(SELECTION):
>>>

Court of Appeals of the State of New York
Oct 1, 1852
6 N.Y. 567 (N.Y. 1852)

Summary

In Noyes v. Blakeman (6 N.Y. 567) the trustee was without funds, and the expenditure being necessary to protect the estate, it was held that he might charge the credit of the estate.

Summary of this case from O'Brien v. Jackson

Opinion

October Term, 1852

Charles Tracy, for the plaintiff.

E. Sandford, for Mrs. Blakeman, and her trustee.





I have sought in vain to find some ground on which to sustain the whole claim of the plaintiff in this case, regarding the defense, as most inequitable and unjust. The plaintiff's services were rendered, and disbursements were paid by him, in good faith, for the protection and preservation of what was deemed Mrs. Blakeman's separate estate, upon her promise and that of her husband of remuneration out of that estate. After she has availed herself of the benefit of those services, she has found reasons, satisfactory to herself it seems, to repudiate her promises, and for setting the plaintiff at defiance. She now interposes, as a shield against his just and equitable claim, certain provisions of the statute concerning uses and trusts; and for aught I can perceive, must prevail, as far as respects his demand for costs and counsel fees in the suits with Mrs. Bogardus, which arose without the retainer, express or implied, of her trustee.

The deed of Mrs. Blakeman and her husband to Belden of her separate estate, bears date October 7, 1842, and is in trust, to pay out of the rents, income and profits, first, the interest upon certain incumbrances on the trust property; second, the taxes and assessments on the same; third, all necessary expenses incurred in needful repairs on the premises, and fourth, to pay the remainder of such rents, income and profits to Mrs. Blakeman, upon her own separate receipt, notwithstanding her coverture, to the intent and purpose, that the same or any part thereof might not be at the disposal of, or subject to the debts, liabilities or engagements of her husband, or of any future husband she might have, but at her own sole and separate use and disposal, c.; with power to Mrs. B. to dispose of the premises by last will and testament, and in default of such appointment, giving further directions in relation to the disposition of such income after her death. There are other provisions in the deed, not material to the questions in controversy.

<<<

(EXTRACTED DATA):

>>>

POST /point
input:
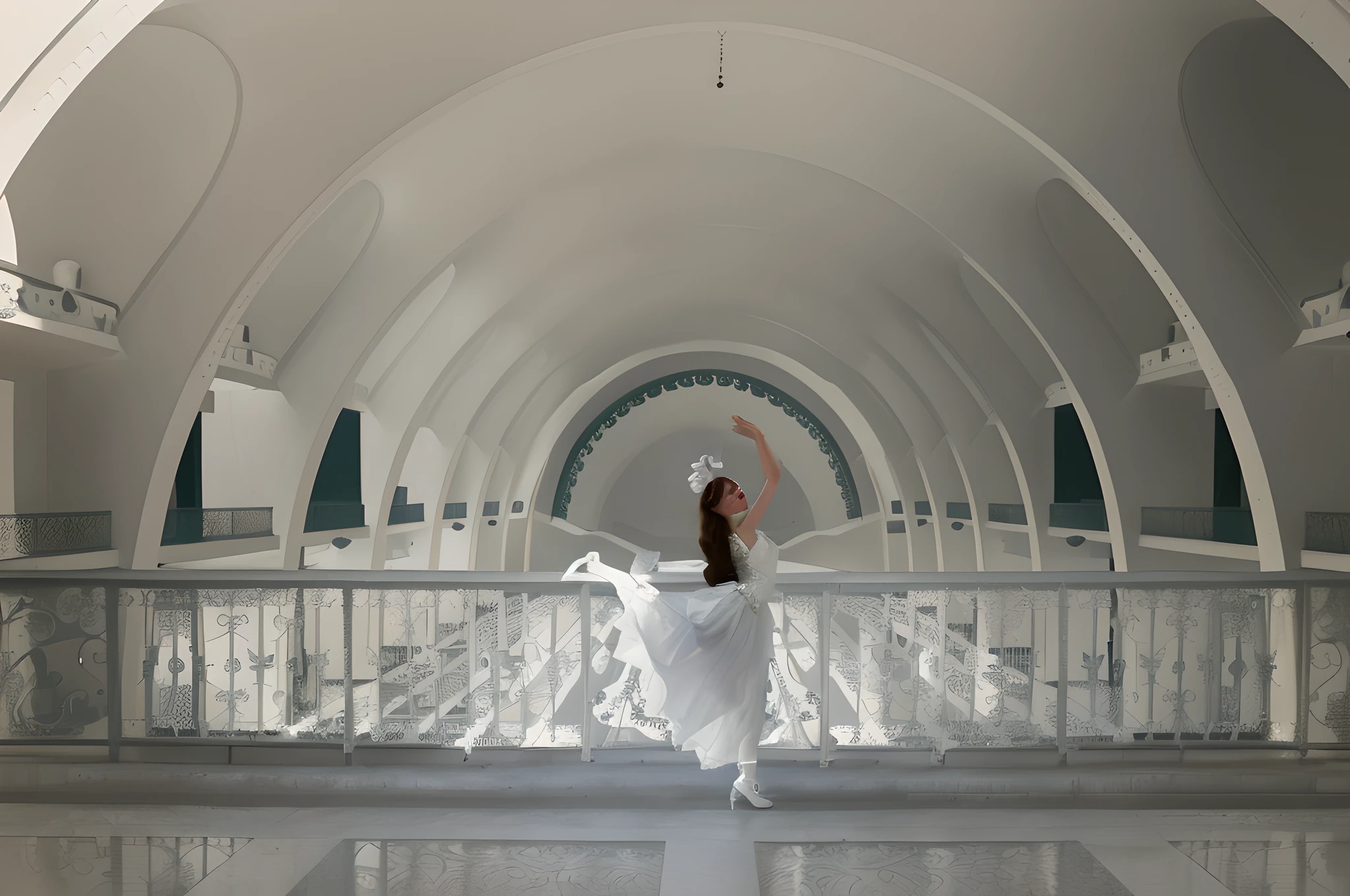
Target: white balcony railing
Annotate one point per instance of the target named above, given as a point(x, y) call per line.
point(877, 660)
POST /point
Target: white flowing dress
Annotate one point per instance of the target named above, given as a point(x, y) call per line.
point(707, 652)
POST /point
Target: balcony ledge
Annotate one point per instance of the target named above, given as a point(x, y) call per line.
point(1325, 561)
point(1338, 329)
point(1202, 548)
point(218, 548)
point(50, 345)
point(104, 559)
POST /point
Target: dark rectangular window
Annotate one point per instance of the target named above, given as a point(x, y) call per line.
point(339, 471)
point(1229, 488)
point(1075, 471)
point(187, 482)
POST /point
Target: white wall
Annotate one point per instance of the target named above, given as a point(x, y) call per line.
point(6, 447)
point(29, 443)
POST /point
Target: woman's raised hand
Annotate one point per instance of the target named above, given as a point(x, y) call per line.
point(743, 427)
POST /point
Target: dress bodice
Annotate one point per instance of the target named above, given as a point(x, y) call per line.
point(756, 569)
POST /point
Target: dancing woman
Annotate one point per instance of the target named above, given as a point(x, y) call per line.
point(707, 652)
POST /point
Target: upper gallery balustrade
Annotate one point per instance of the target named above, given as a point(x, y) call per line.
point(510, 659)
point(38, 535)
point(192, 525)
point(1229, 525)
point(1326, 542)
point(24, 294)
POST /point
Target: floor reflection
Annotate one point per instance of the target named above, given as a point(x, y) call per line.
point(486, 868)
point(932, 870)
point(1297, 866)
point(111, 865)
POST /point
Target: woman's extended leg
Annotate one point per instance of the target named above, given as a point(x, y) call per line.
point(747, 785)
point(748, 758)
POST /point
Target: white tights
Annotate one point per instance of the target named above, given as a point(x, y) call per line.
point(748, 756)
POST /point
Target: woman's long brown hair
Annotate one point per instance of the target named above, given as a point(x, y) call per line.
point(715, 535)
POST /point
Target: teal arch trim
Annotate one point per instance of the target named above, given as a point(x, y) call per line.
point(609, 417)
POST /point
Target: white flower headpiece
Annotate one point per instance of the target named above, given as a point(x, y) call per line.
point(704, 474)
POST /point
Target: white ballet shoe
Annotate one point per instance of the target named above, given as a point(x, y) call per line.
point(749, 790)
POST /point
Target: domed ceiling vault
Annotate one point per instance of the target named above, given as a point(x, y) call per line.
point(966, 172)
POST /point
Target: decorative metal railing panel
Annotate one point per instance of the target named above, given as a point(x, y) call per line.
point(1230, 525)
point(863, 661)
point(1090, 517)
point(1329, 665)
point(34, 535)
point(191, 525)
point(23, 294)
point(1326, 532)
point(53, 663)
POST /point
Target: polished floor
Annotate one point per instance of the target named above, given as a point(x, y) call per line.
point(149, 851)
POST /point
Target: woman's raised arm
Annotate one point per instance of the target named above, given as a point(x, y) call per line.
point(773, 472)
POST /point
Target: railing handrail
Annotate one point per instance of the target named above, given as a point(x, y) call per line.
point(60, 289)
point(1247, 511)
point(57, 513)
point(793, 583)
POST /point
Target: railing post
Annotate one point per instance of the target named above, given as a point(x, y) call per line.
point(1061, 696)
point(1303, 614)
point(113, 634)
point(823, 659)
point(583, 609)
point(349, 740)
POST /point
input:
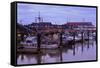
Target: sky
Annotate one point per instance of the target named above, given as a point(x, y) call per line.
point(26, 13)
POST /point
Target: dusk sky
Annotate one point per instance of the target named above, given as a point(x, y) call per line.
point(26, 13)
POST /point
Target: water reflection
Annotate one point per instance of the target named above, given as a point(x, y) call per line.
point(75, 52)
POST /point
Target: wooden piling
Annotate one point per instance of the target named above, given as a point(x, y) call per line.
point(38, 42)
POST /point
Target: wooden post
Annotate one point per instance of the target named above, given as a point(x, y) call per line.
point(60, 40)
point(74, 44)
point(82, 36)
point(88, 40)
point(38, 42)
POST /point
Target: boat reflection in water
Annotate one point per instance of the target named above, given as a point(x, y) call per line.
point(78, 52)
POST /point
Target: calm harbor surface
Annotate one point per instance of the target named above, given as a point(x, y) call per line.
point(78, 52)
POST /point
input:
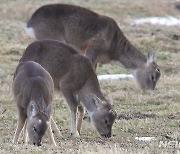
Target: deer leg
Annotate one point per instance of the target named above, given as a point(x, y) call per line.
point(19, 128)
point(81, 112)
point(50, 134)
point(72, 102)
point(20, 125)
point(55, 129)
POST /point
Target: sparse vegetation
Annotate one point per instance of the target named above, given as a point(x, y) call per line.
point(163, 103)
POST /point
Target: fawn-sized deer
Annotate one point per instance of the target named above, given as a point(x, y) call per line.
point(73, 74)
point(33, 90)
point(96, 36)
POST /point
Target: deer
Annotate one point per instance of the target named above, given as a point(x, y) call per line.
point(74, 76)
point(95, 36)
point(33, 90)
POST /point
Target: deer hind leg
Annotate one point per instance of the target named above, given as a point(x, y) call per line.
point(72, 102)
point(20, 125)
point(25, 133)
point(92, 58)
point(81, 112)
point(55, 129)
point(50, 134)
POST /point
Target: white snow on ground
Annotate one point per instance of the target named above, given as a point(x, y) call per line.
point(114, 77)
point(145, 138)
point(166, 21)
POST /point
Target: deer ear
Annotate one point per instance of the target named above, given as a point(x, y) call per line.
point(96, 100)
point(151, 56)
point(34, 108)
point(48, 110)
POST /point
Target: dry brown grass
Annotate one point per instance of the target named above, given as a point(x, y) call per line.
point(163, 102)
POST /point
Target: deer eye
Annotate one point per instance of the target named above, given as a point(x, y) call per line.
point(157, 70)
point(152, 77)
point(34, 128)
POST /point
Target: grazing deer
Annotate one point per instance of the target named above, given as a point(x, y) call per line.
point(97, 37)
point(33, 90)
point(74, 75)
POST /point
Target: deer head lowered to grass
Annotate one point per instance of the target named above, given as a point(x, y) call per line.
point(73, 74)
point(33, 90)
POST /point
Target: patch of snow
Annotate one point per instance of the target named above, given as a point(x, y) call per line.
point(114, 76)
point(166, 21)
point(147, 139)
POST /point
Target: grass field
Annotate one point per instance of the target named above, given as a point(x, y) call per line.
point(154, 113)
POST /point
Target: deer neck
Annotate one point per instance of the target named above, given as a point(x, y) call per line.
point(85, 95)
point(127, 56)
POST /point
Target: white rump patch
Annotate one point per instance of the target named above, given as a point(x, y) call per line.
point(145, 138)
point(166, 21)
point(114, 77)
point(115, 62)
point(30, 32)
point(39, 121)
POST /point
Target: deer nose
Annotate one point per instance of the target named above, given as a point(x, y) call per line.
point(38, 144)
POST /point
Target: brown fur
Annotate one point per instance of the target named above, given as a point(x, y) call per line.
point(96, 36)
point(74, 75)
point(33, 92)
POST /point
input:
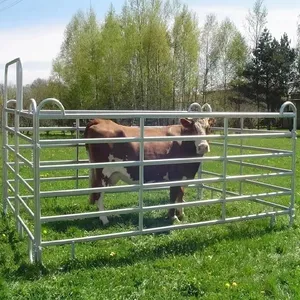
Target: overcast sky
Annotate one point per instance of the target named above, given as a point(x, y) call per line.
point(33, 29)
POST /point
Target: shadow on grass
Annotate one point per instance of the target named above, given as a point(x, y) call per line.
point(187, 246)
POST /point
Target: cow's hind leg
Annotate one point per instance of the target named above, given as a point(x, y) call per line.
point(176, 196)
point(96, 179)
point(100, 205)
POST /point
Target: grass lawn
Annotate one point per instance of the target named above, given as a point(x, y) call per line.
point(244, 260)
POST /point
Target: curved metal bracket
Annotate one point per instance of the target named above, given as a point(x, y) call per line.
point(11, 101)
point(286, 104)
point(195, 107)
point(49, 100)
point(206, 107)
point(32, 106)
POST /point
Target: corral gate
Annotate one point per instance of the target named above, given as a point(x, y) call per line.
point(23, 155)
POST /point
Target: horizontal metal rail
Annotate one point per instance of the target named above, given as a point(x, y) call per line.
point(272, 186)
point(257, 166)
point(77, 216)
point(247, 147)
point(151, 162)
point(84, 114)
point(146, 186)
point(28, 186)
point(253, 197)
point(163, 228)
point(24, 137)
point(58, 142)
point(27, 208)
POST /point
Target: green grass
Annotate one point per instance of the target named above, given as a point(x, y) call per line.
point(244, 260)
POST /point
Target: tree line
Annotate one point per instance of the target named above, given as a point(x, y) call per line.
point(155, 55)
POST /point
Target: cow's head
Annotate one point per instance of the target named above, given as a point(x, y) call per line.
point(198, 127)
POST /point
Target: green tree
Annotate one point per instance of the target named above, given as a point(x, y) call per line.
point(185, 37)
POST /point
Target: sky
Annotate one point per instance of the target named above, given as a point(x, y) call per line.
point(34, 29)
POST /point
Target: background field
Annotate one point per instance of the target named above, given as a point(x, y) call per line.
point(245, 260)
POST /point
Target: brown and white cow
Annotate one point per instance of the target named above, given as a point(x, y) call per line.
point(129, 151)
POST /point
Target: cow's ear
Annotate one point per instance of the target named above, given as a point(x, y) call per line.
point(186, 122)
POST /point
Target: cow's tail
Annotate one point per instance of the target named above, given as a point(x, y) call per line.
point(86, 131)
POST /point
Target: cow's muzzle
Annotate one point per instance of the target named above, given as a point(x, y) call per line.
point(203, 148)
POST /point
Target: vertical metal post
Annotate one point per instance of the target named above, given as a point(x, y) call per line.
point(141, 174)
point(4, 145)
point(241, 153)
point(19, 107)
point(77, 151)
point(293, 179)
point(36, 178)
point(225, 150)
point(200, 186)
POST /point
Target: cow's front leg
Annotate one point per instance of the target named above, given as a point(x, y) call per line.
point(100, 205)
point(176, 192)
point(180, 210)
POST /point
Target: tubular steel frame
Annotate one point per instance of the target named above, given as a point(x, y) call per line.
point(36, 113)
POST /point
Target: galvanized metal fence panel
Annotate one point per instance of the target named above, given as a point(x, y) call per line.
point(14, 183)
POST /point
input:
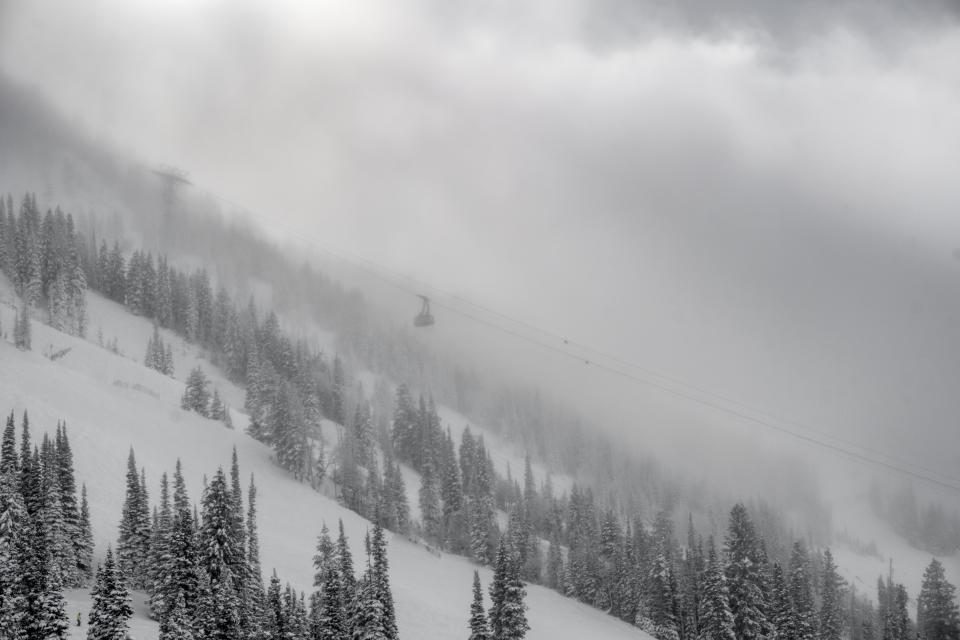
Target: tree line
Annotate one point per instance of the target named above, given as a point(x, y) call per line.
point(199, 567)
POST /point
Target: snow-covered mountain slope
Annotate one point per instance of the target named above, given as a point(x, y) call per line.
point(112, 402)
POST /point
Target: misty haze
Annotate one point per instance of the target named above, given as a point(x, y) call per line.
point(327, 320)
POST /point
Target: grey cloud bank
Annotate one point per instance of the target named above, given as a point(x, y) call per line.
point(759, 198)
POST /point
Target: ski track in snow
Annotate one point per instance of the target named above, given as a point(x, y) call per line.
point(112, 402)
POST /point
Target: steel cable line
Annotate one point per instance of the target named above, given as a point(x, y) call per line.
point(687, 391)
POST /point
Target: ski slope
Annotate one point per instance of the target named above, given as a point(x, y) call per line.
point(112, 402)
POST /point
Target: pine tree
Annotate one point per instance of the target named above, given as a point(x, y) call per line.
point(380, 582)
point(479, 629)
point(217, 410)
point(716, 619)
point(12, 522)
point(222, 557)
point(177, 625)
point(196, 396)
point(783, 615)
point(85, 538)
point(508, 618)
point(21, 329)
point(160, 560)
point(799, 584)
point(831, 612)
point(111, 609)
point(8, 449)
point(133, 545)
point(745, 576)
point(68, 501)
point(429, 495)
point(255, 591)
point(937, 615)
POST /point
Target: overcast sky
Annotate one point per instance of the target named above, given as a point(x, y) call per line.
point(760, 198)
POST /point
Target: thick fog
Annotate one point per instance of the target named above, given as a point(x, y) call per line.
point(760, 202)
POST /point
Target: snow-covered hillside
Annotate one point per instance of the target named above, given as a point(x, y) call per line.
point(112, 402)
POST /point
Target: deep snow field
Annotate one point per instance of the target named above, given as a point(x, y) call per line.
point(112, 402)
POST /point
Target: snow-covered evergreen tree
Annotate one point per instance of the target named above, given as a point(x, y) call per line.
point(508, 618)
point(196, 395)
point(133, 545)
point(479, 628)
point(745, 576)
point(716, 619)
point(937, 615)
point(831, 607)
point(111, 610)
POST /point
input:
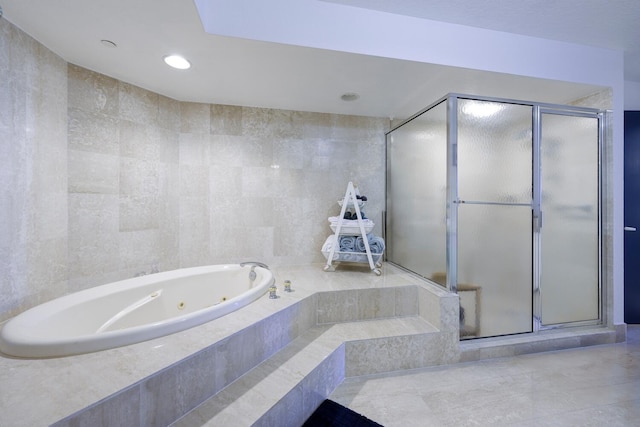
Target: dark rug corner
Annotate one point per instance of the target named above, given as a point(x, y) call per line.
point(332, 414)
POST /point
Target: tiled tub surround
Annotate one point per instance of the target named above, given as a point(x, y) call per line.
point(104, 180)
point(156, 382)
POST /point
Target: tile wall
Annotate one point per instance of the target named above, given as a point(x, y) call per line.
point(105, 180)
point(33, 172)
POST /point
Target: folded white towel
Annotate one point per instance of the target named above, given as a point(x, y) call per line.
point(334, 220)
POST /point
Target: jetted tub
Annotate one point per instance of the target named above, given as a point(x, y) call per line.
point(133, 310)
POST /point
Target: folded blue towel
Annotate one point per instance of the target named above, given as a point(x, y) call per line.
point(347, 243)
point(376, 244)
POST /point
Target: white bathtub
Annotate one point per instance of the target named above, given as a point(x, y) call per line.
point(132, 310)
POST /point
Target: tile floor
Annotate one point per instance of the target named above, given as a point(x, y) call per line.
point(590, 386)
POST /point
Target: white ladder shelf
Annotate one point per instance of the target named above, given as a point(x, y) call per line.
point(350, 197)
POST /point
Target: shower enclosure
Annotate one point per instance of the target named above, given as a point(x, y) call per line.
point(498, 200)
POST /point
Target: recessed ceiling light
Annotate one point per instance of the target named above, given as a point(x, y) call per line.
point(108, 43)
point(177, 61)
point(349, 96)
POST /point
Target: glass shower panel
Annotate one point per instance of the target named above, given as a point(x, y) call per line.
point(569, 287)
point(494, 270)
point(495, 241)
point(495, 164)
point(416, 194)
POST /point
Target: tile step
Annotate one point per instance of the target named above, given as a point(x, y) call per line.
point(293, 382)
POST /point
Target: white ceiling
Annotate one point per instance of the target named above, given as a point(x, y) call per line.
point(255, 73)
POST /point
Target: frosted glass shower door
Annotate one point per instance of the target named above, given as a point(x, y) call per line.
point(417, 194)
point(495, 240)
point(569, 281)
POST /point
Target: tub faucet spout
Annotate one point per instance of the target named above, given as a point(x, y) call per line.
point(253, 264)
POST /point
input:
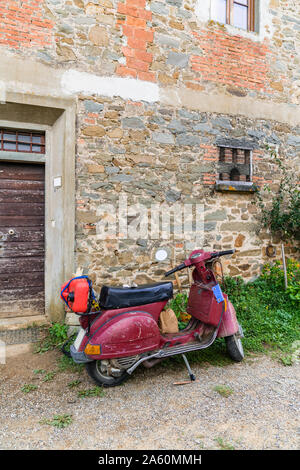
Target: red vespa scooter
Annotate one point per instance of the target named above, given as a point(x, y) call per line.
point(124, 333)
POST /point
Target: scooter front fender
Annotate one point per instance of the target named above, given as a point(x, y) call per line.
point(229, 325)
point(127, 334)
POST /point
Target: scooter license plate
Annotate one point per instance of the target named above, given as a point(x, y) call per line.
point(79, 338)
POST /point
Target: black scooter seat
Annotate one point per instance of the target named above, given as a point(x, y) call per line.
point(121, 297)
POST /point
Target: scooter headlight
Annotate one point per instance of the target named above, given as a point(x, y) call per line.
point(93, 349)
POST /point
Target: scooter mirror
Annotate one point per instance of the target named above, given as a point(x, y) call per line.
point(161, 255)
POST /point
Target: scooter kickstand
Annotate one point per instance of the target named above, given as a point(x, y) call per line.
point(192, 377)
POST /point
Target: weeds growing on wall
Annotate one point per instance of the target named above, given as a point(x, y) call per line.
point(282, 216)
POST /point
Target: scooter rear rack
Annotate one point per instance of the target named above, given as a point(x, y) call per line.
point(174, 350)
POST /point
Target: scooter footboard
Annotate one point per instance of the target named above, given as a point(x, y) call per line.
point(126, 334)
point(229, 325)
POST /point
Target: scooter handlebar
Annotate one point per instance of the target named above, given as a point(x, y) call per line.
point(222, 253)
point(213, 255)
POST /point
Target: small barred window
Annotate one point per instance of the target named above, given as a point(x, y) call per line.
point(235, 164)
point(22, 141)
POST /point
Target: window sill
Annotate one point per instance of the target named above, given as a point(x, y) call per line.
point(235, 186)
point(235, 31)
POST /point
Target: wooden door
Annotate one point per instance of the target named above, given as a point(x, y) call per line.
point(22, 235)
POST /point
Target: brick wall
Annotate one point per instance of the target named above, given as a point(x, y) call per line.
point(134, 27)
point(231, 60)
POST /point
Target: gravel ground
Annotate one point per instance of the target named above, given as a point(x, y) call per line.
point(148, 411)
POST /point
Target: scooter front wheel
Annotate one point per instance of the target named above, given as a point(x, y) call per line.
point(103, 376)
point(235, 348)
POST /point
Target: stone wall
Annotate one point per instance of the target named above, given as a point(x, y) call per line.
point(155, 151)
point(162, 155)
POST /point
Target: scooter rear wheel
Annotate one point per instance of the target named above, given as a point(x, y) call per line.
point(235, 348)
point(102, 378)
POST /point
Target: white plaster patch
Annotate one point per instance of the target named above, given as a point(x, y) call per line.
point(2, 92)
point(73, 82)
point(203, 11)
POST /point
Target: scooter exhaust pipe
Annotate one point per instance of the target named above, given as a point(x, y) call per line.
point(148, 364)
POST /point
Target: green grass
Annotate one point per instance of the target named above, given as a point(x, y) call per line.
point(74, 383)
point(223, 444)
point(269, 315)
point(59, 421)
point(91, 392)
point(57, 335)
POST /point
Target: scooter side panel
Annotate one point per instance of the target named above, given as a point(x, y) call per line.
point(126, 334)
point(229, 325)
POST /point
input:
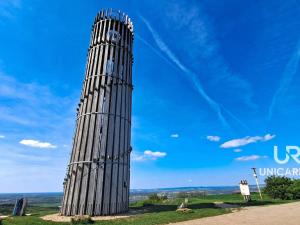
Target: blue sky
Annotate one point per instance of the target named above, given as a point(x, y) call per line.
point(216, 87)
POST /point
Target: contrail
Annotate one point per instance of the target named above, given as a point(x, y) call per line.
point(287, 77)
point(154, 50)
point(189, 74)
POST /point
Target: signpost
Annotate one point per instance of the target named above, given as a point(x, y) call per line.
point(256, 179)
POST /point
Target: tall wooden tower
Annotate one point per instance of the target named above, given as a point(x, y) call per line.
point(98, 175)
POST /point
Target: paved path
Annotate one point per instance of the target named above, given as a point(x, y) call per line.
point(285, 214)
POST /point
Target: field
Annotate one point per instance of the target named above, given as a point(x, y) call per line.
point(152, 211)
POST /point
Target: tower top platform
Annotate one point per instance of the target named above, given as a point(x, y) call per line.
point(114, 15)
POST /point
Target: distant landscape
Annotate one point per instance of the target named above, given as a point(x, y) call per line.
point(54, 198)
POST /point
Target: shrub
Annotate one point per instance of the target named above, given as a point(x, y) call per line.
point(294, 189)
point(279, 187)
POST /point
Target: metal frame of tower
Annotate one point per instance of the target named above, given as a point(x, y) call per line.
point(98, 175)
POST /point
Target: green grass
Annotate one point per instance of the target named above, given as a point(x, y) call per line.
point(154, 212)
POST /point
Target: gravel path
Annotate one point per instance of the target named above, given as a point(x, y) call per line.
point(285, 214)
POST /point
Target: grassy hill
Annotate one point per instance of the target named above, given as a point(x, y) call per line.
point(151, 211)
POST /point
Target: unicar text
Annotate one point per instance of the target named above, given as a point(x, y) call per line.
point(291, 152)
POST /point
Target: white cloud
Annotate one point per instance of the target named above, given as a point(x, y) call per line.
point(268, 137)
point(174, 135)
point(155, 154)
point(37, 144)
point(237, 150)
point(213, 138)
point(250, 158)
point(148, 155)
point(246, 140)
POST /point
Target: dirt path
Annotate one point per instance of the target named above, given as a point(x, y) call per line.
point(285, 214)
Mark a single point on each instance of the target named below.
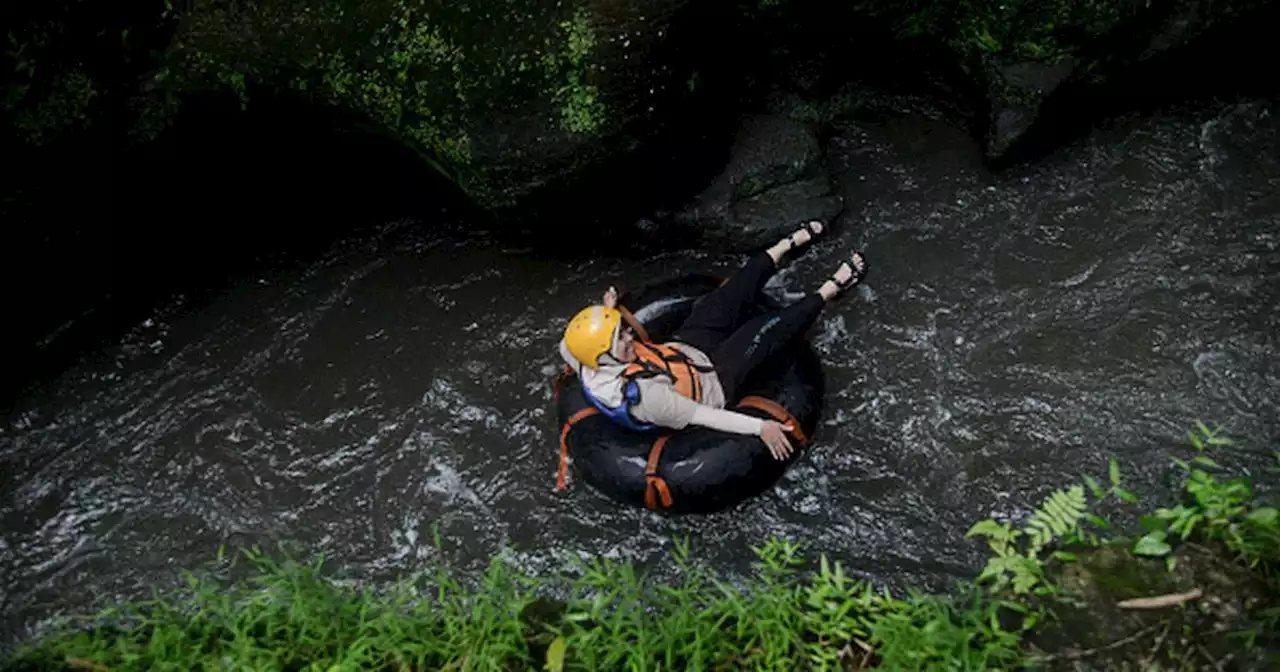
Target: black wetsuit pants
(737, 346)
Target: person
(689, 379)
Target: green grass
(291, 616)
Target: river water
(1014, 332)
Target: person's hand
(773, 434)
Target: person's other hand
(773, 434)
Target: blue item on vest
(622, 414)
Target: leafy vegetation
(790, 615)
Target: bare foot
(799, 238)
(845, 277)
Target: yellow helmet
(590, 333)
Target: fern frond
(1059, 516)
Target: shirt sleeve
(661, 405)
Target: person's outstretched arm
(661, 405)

<<<

(EXERCISES):
**1.** Please say whether each statement agrees with the Noyes v. Blakeman opinion, answering yes or no and quoting the deciding words: (a) Mrs. Blakeman and her husband deeded her separate estate to Belden in a deed dated October 7, 1842. (b) The deed directs that taxes and assessments be paid before the interest on the incumbrances. (c) E. Sandford appeared for the plaintiff.
**2.** From the Noyes v. Blakeman opinion, extract the passage starting at "In Noyes v." and ending at "of the estate.".

(ANSWERS PER TASK):
**1.**
(a) Yes: "The deed of Mrs. Blakeman and her husband to Belden of her separate estate, bears date October 7, 1842"
(b) No: "first, the interest upon certain incumbrances on the trust property; second, the taxes and assessments on the same"
(c) No: "E. Sandford, for Mrs. Blakeman, and her trustee."

**2.**
In Noyes v. Blakeman (6 N.Y. 567) the trustee was without funds, and the expenditure being necessary to protect the estate, it was held that he might charge the credit of the estate.